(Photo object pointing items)

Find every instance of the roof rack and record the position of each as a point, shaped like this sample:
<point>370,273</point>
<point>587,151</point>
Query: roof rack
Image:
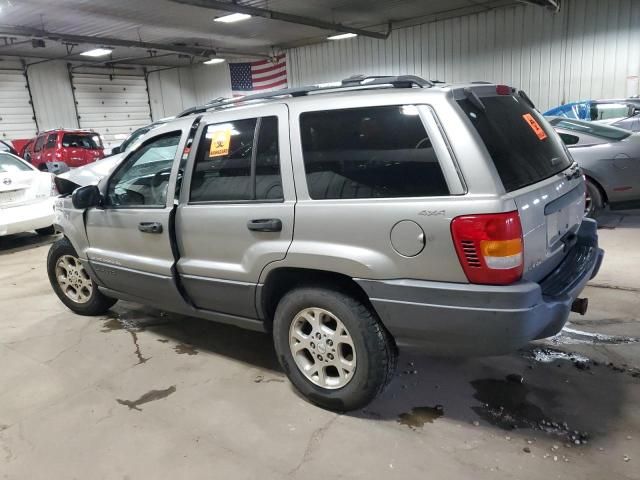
<point>353,82</point>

## Required task
Please render each line of the items above as a Markdown table with a "Row" column for the row number and a "Text" column for the line. Omit blank lines and the pictures.

## Result for this exercise
| Row | Text |
|---|---|
| 1 | Find every instance of the roof rack and record the position of each as a point, shaped like this sample: |
| 2 | <point>370,273</point> |
| 3 | <point>587,151</point> |
| 4 | Query: roof rack |
| 5 | Image: |
| 6 | <point>353,82</point> |